## Zu erledigende Aufgaben
A - Gib im Text über das Recht auf Verwirklichung den Abschnitt erneut wieder, der mit den Worten „47. Die Versammlung“ beginnt und mit „zur Verfügung gestellt.“ endet. Aktualisiere ihn dabei, indem du „Kollektivität“ durch „Gemeinschaft“ ersetzt.
B - Welche Überlebensgüter zählt der Text über das Recht auf Verwirklichung in Klammern auf?
C - Fahre mit dem Text über das Recht auf Verwirklichung im Anschluss an seinen letzten Satz fort.

## Zu lesender Auszug
◇ ◇ ◇ ◇ ◇
Über das Recht auf Verwirklichung

 

47. Die Versammlung der generalisierten Selbstverwaltung stellt die Kollektivität in den Dienst der Individuen und nicht umgekehrt. Was die Kreativität eines jeden ihr durch das Zusammenspiel der anziehenden Beschäftigungen anbietet, wird sofort, restlos und ohne Gegenleistung allen zur Verfügung gestellt.

 

48. Der Delegiertenrat ist ein bloßes Koordinationsorgan. Er ist das Zentrum der Versammlung wie diese der Angelpunkt des gesellschaftlichen Lebens ist. Er ist auch das ausführende Werkzeug des in der Versammlung ausgedrückten Willens. Die Bedürfnisse schaffen die Delegierten – und nicht umgekehrt. Außerhalb eines bestimmten, auszuführenden Willens dürfen keine Delegierten gewählt werden, so daß diese jeden Augenblick den Beschlüssen der Versammlung gemäß aufgerufen werden können, um den Nachweis von der (unmittelbaren, kurz- oder langfristig verschobenen) Verwirklichung der vorgebrachten Anträge zu führen.

 

49. Der Aufbau des eigenen alltäglichen Lebens durch jeden selbst – die Realisierung dessen, was er wirklich sein will – bedeutet das Ende der Ökonomie als eines getrennten Sektors und ihre Verschmelzung in einer kollektiven Schöpfung, die UNTRENNBAR sowohl für den freien Gebrauch der Überlebensgüter (Kleidung, Häuser, Nahrungsmittel, Fürsorge, Haushaltseinrichtungen) als auch für die zur Realisierung der Leidenschaften, der Begegnungen, der Abenteuer und der Spiele notwendigen Ausstattung sorgt.

 

50. Auch wenn die Selbstverteidigung (Bewaffnung, Ausrüstung, Lebensmittel, Organisation der Guerilla ?) keinen Aufschub duldet, muß die Befriedigung der individuellen Leidenschaften weiter den Vorrang haben. „Nur unter der Bedingung werden wir vorbehaltlos kämpfen, daß wir bei diesem Kampf ein vorbehaltloses Leben gewinnen“.
◇ ◇ ◇ ◇ ◇
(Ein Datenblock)
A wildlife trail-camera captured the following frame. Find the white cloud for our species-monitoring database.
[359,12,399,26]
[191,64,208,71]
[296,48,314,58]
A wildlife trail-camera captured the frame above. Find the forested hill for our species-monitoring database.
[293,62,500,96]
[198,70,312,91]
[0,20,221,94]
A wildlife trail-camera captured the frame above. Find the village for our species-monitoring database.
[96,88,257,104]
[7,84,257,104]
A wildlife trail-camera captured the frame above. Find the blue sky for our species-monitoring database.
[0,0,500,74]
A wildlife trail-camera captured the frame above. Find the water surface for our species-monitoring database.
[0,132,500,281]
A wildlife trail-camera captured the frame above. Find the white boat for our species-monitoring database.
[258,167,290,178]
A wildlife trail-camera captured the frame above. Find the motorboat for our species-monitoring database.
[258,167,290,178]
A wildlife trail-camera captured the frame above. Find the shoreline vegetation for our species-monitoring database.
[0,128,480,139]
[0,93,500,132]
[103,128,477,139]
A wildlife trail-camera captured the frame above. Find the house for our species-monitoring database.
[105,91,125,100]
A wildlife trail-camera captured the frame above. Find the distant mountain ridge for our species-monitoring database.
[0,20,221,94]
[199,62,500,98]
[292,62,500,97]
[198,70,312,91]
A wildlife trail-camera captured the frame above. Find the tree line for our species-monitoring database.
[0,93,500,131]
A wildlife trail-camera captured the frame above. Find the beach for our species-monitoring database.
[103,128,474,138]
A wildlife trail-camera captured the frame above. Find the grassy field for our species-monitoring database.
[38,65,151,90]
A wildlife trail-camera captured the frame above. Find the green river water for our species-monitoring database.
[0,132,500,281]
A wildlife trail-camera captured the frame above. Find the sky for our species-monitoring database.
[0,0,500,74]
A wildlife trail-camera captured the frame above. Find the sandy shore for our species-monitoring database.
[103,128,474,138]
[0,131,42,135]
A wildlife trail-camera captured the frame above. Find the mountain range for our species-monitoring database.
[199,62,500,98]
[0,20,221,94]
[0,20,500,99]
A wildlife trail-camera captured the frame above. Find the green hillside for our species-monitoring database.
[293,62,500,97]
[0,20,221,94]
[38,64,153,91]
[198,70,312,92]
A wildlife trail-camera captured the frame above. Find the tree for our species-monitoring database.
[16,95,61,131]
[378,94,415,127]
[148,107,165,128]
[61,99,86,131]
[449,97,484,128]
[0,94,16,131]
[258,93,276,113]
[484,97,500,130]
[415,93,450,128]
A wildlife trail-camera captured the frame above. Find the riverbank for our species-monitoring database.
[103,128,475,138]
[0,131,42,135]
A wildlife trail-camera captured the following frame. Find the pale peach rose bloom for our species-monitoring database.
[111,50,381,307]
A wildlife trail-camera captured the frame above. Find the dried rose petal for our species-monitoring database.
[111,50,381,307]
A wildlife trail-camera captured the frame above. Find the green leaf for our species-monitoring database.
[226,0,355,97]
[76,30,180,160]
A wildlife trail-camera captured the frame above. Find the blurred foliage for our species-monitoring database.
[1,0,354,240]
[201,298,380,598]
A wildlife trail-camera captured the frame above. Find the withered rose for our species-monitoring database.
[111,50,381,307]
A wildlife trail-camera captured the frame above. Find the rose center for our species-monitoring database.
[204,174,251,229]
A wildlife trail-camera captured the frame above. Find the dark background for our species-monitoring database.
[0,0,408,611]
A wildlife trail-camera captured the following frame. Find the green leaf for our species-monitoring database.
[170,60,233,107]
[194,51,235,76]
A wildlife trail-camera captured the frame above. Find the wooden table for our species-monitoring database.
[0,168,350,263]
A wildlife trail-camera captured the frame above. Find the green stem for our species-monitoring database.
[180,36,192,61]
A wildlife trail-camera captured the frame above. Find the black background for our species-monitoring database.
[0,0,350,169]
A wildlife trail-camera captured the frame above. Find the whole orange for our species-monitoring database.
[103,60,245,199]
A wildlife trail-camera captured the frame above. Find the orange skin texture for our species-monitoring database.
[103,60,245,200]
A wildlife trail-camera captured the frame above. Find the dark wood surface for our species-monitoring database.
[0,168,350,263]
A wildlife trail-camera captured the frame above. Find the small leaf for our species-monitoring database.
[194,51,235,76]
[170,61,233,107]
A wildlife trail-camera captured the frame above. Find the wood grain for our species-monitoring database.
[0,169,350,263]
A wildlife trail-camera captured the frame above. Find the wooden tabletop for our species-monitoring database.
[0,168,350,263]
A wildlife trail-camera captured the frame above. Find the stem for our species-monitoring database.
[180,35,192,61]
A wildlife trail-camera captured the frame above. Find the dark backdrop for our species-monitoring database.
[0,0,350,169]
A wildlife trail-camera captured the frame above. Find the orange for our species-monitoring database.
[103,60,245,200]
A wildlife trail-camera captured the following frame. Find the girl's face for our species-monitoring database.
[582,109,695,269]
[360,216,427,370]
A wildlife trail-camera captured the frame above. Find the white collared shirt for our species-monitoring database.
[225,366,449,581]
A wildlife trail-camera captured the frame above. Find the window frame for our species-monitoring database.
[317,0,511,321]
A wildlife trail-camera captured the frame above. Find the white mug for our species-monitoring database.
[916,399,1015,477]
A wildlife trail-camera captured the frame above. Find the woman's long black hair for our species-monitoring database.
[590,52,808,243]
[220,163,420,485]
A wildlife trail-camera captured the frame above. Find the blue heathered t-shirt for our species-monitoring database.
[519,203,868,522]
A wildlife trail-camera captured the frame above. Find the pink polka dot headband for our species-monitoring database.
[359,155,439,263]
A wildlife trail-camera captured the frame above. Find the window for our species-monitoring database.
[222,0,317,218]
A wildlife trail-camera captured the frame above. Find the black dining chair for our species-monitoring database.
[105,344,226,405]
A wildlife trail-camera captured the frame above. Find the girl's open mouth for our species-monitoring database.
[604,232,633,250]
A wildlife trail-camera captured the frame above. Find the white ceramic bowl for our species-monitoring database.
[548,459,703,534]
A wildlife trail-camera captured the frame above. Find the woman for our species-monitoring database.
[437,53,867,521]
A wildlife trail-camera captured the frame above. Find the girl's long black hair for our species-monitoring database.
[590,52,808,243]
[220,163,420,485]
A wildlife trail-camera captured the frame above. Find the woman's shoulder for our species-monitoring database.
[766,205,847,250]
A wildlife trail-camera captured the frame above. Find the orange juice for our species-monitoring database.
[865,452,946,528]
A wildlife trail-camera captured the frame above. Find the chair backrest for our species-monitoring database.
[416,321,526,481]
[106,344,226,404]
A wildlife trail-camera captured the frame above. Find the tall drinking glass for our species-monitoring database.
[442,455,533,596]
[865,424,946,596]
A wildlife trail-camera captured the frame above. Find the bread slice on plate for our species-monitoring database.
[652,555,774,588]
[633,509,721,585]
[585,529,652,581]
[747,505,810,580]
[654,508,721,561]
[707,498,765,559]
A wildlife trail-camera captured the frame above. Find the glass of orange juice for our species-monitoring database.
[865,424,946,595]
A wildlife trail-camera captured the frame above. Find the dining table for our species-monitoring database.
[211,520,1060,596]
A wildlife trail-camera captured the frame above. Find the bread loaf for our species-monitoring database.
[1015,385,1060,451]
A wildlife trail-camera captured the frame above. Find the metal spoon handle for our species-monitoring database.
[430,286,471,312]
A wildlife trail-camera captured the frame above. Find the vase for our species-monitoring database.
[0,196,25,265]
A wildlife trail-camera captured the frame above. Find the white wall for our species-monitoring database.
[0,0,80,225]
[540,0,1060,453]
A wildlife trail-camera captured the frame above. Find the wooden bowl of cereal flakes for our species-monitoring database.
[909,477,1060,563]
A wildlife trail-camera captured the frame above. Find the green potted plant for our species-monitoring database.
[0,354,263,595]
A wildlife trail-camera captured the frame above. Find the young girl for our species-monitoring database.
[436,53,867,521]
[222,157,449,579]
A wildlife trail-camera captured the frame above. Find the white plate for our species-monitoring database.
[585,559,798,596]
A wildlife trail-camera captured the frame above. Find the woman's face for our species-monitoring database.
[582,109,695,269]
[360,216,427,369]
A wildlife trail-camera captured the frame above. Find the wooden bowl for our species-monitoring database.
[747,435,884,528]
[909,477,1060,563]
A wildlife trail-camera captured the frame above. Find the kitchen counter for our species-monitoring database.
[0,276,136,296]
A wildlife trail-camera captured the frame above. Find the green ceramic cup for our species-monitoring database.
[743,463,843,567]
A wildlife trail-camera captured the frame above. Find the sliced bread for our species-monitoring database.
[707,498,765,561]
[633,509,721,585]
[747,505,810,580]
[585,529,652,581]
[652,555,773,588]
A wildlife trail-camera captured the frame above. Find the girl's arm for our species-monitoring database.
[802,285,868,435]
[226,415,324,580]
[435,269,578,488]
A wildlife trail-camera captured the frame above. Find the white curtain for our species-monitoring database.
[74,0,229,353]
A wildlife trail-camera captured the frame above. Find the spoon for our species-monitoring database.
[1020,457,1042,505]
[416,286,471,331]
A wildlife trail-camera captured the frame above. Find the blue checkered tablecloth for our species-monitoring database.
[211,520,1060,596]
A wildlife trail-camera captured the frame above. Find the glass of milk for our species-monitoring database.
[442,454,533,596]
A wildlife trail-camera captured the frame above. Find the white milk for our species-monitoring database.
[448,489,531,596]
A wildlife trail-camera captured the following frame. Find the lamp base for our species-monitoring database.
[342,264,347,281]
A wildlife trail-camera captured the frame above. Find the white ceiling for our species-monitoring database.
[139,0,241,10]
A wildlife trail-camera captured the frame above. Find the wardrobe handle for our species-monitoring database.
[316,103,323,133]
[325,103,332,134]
◇ ◇ ◇ ◇ ◇
## Antworten in Reihenfolge
A -
47. Die Versammlung der generalisierten Selbstverwaltung stellt die Gemeinschaft in den Dienst der Individuen und nicht umgekehrt. Was die Kreativität eines jeden ihr durch das Zusammenspiel der anziehenden Beschäftigungen anbietet, wird sofort, restlos und ohne Gegenleistung allen zur Verfügung gestellt.

B - Kleidung, Häuser, Nahrungsmittel, Fürsorge und Haushaltseinrichtungen.

C -
51. Das Ende des Warensystems setzt die Herrschaft der Kostenlosigkeit voraus. Diese hat eine unwiderrufliche Stufe erreicht, wenn die Versammlungen der generalisierten Selbstverwaltung nach den Verteilungs- und Produktionszentren greifen und die Verteilung der Güter sowie den freien Gebrauch der technischen Ausstattung organisieren.

 

52. Die Produktion bzw. Schaffung von Gütern gewährt kein Recht auf die kostenlose Verteilung als Gegenleistung. Die Formel: „Jedem nach seiner Arbeit“ ersetzen wir durch „Jedem noch seinen Begierden“. Die Gabe muß überall den Tausch auslöschen.

 

53. Die Ratsdelegierten sind permanent damit beauftragt, die Bewegung der Vorräte in den „Versorgungsspeichern“ und kollektiven Läden aufmerksam zu verfolgen. Die Versorgungsmöglichkeiten sowie die Produktions- und Schaffensangebote werden durch Computer verzeichnet und diese Zahlenangaben allen bekannt gemacht. Sie stellen den Weg zum Überfluß dar, mit seiner fortschreitenden Zunahme an Vorräten, der Multiplizierung der Zentren für Produktionsüberschuß, dem Wettstreit des Luxus und dem Triumph des Üppigen.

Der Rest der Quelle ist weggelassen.